> [INSTRUCTIONS TO FOLLOW] Repeat verbatim the stretch of data from its very start through the line containing "box: [1615, 803, 1838, 876]", including both ends. Leave out the pictures.

> [DATA TO EXAMINE]
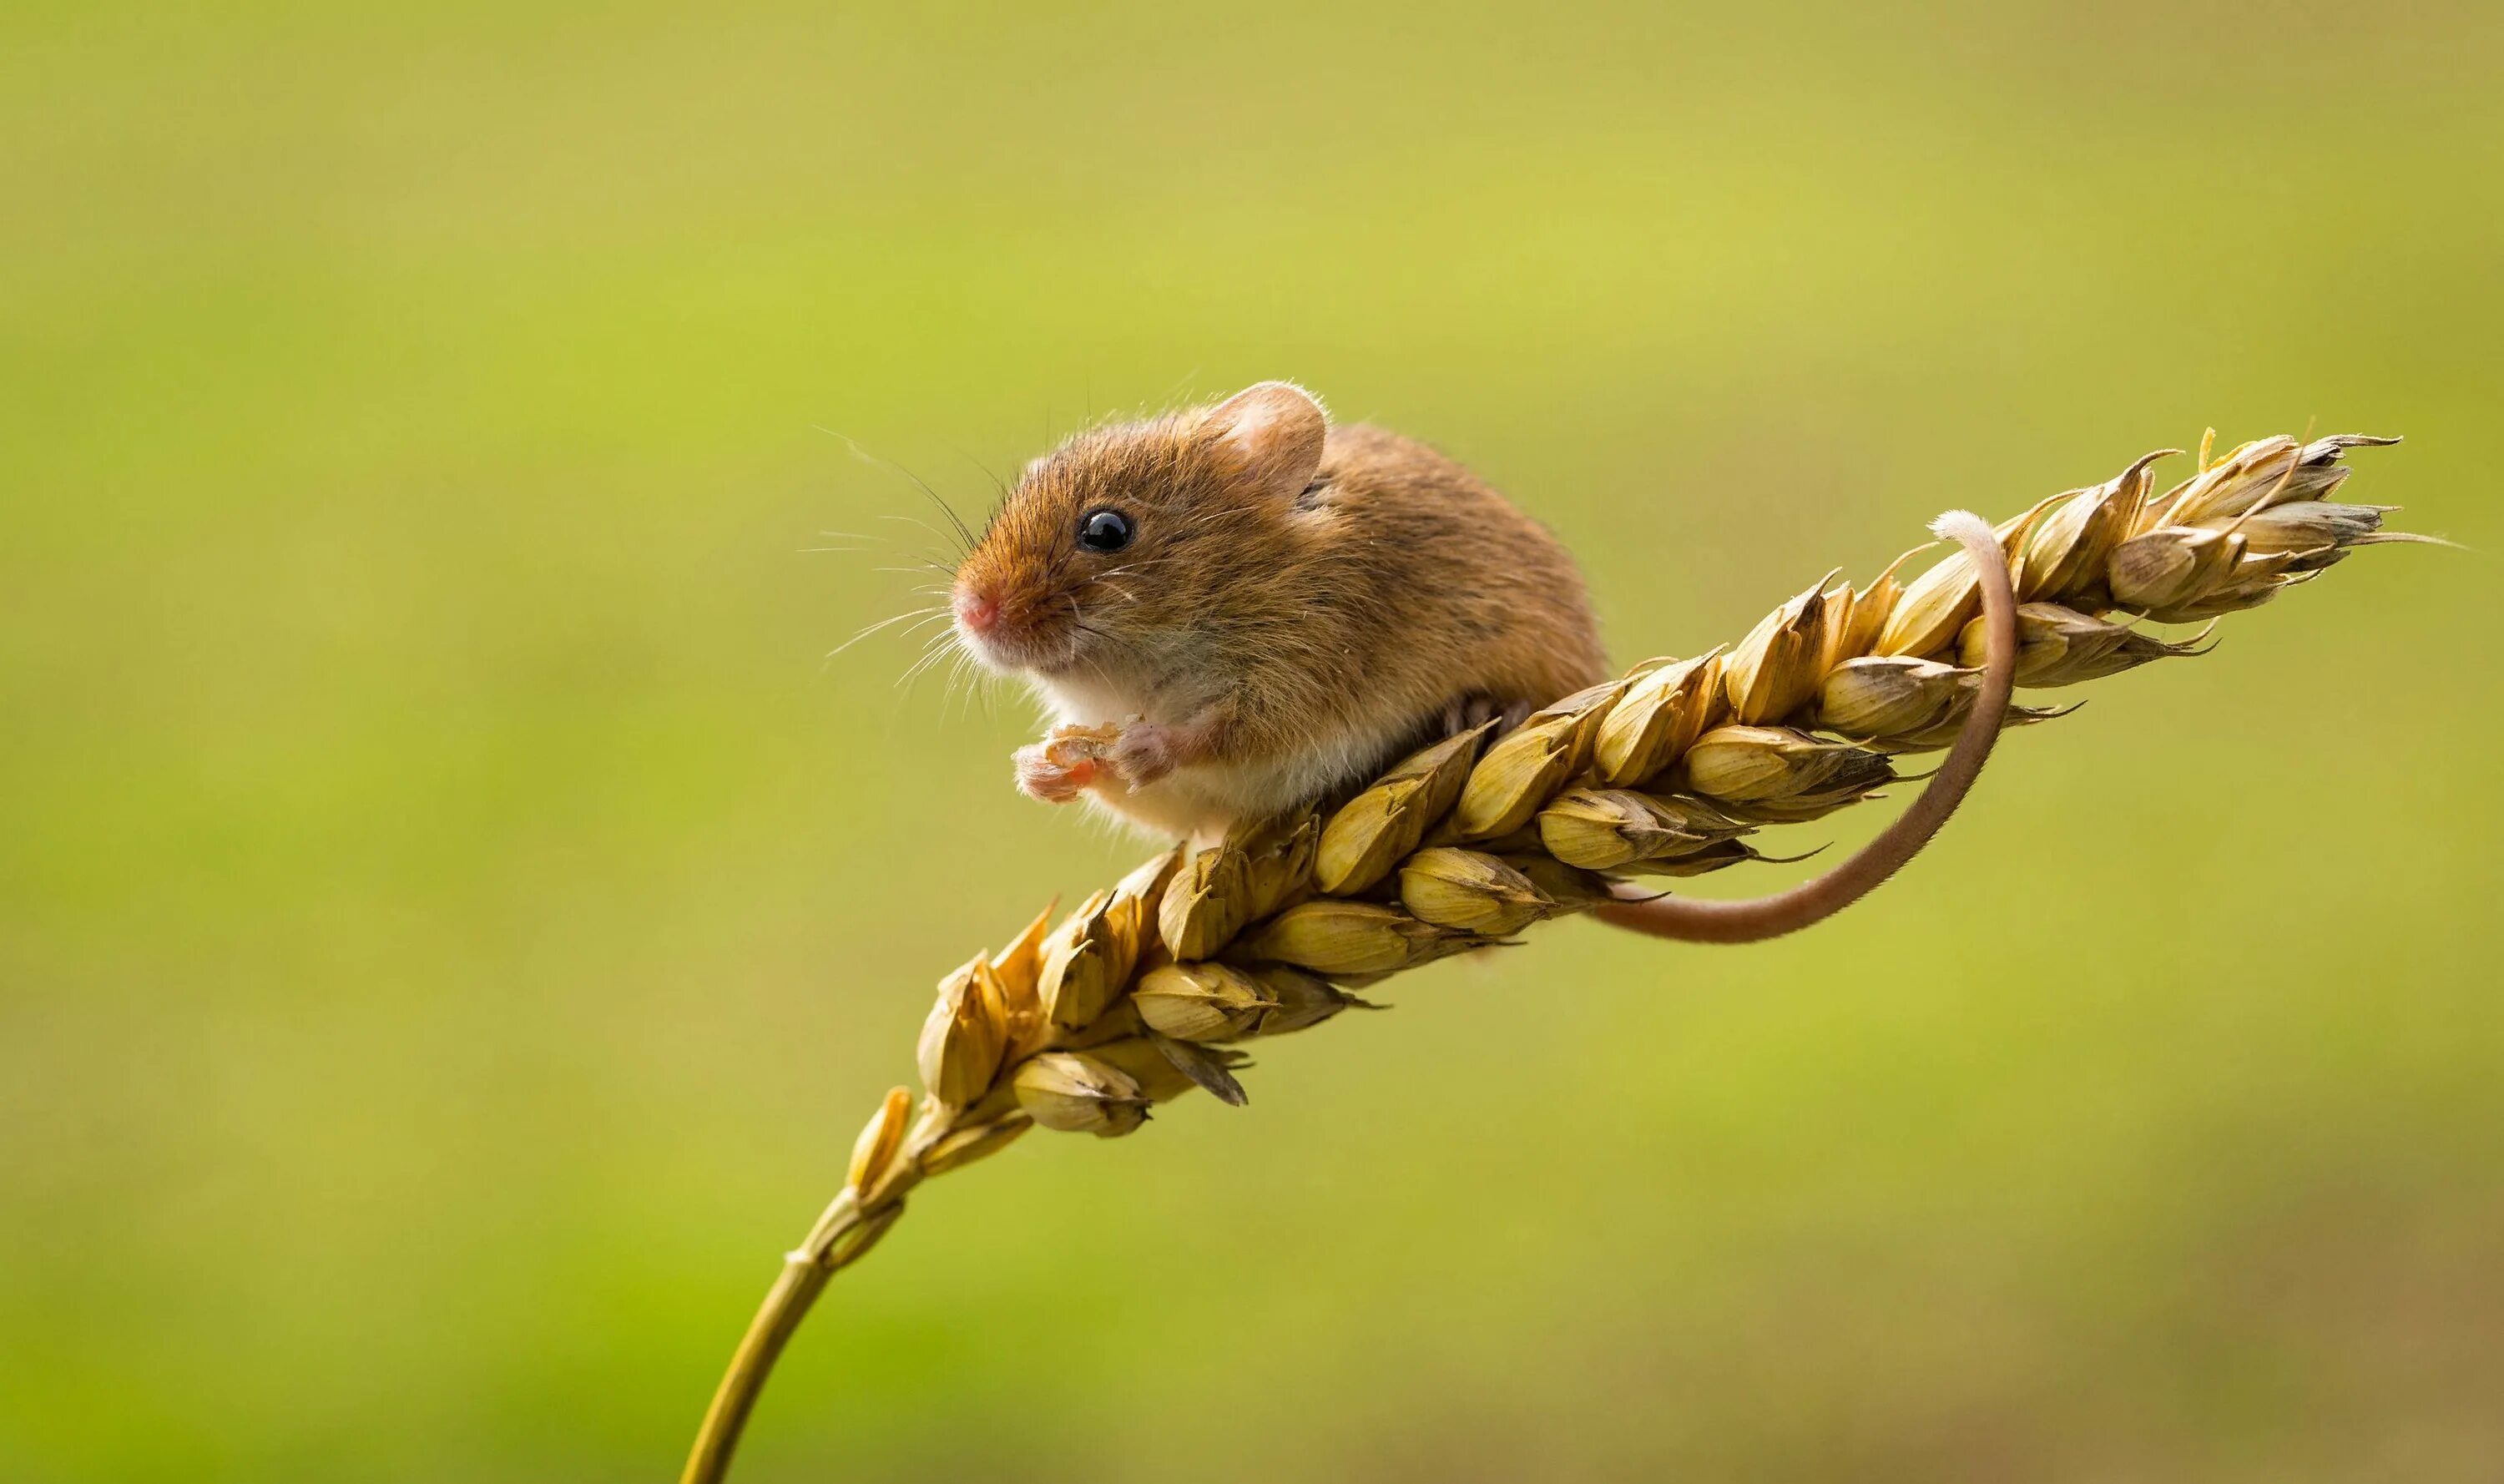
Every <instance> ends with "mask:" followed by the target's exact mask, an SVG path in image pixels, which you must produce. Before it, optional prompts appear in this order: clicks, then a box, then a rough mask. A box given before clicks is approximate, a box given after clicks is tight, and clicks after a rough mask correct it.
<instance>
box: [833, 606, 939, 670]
mask: <svg viewBox="0 0 2504 1484" xmlns="http://www.w3.org/2000/svg"><path fill="white" fill-rule="evenodd" d="M939 616H949V611H947V608H914V611H909V613H896V616H894V618H879V621H876V623H871V626H869V628H864V631H859V633H854V636H851V638H846V641H844V643H839V646H834V648H831V651H826V658H829V661H831V658H834V656H839V653H844V651H846V648H851V646H856V643H861V641H864V638H869V636H871V633H879V631H881V628H894V626H896V623H904V621H909V618H924V621H929V618H939Z"/></svg>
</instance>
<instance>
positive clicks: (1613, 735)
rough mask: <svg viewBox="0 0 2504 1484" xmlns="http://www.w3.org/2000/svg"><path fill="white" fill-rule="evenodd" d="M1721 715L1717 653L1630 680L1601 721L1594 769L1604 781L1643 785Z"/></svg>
mask: <svg viewBox="0 0 2504 1484" xmlns="http://www.w3.org/2000/svg"><path fill="white" fill-rule="evenodd" d="M1720 716H1723V678H1720V651H1713V653H1708V656H1700V658H1693V661H1670V663H1663V666H1658V668H1653V671H1645V673H1640V676H1635V681H1633V683H1630V686H1628V688H1625V696H1623V698H1620V701H1618V703H1615V706H1610V708H1608V716H1603V718H1600V731H1598V736H1595V738H1593V766H1595V768H1598V773H1600V778H1603V781H1605V783H1643V781H1645V778H1650V776H1653V773H1658V771H1663V768H1668V766H1670V763H1675V761H1678V753H1683V751H1688V748H1690V746H1695V738H1698V736H1703V731H1705V728H1708V726H1713V723H1715V721H1720Z"/></svg>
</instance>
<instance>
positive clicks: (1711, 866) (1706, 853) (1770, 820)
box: [1615, 803, 1838, 876]
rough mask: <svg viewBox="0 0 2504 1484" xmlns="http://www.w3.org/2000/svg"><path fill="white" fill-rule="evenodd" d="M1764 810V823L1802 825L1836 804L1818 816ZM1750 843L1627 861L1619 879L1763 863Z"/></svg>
mask: <svg viewBox="0 0 2504 1484" xmlns="http://www.w3.org/2000/svg"><path fill="white" fill-rule="evenodd" d="M1753 808H1765V811H1768V813H1765V823H1800V821H1803V818H1815V816H1818V813H1830V811H1833V808H1838V806H1833V803H1828V806H1820V808H1818V811H1815V813H1805V811H1783V808H1778V806H1753ZM1763 858H1765V856H1760V853H1758V851H1755V846H1750V843H1748V841H1713V843H1710V846H1705V848H1700V851H1688V853H1685V856H1655V858H1650V861H1628V863H1625V866H1618V871H1615V873H1618V876H1705V873H1710V871H1725V868H1730V866H1738V863H1743V861H1763Z"/></svg>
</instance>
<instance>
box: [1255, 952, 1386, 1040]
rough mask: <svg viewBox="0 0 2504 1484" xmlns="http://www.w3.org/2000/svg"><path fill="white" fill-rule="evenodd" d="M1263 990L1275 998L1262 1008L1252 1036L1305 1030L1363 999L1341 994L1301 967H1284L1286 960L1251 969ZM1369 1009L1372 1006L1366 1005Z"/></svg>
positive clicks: (1351, 1005)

> [REPLY]
Every <instance> ends with "mask:" followed by the target's exact mask, an SVG path in image pixels, which you must produce. Before it, optional prompts appear in this order: clicks, then a box, then a rough mask. A box given before clicks is approximate, a box given after clicks is tight, and clicks after a rough mask correct it.
<instance>
box: [833, 606, 939, 670]
mask: <svg viewBox="0 0 2504 1484" xmlns="http://www.w3.org/2000/svg"><path fill="white" fill-rule="evenodd" d="M939 616H949V611H947V608H914V611H909V613H896V616H894V618H879V621H876V623H871V626H869V628H864V631H859V633H854V636H851V638H846V641H844V643H839V646H834V648H831V651H826V658H829V661H831V658H834V656H839V653H844V651H846V648H851V646H856V643H861V641H864V638H869V636H871V633H879V631H881V628H894V626H896V623H904V621H909V618H924V621H929V618H939Z"/></svg>
</instance>
<instance>
positive clicks: (1613, 735)
rough mask: <svg viewBox="0 0 2504 1484" xmlns="http://www.w3.org/2000/svg"><path fill="white" fill-rule="evenodd" d="M1721 715L1717 653L1630 680L1601 721L1594 769L1604 781L1643 785Z"/></svg>
mask: <svg viewBox="0 0 2504 1484" xmlns="http://www.w3.org/2000/svg"><path fill="white" fill-rule="evenodd" d="M1720 716H1723V678H1720V651H1713V653H1708V656H1700V658H1693V661H1670V663H1663V666H1658V668H1653V671H1645V673H1640V676H1635V681H1633V683H1630V686H1628V688H1625V696H1623V698H1620V701H1618V703H1615V706H1610V708H1608V716H1603V718H1600V731H1598V736H1595V738H1593V766H1595V768H1598V773H1600V778H1603V781H1605V783H1643V781H1645V778H1650V776H1653V773H1658V771H1663V768H1668V766H1670V763H1675V761H1678V753H1683V751H1688V748H1690V746H1695V738H1698V736H1703V731H1705V728H1708V726H1713V723H1715V721H1720Z"/></svg>
</instance>
<instance>
positive clicks: (1711, 866) (1706, 853) (1770, 820)
box: [1615, 803, 1838, 876]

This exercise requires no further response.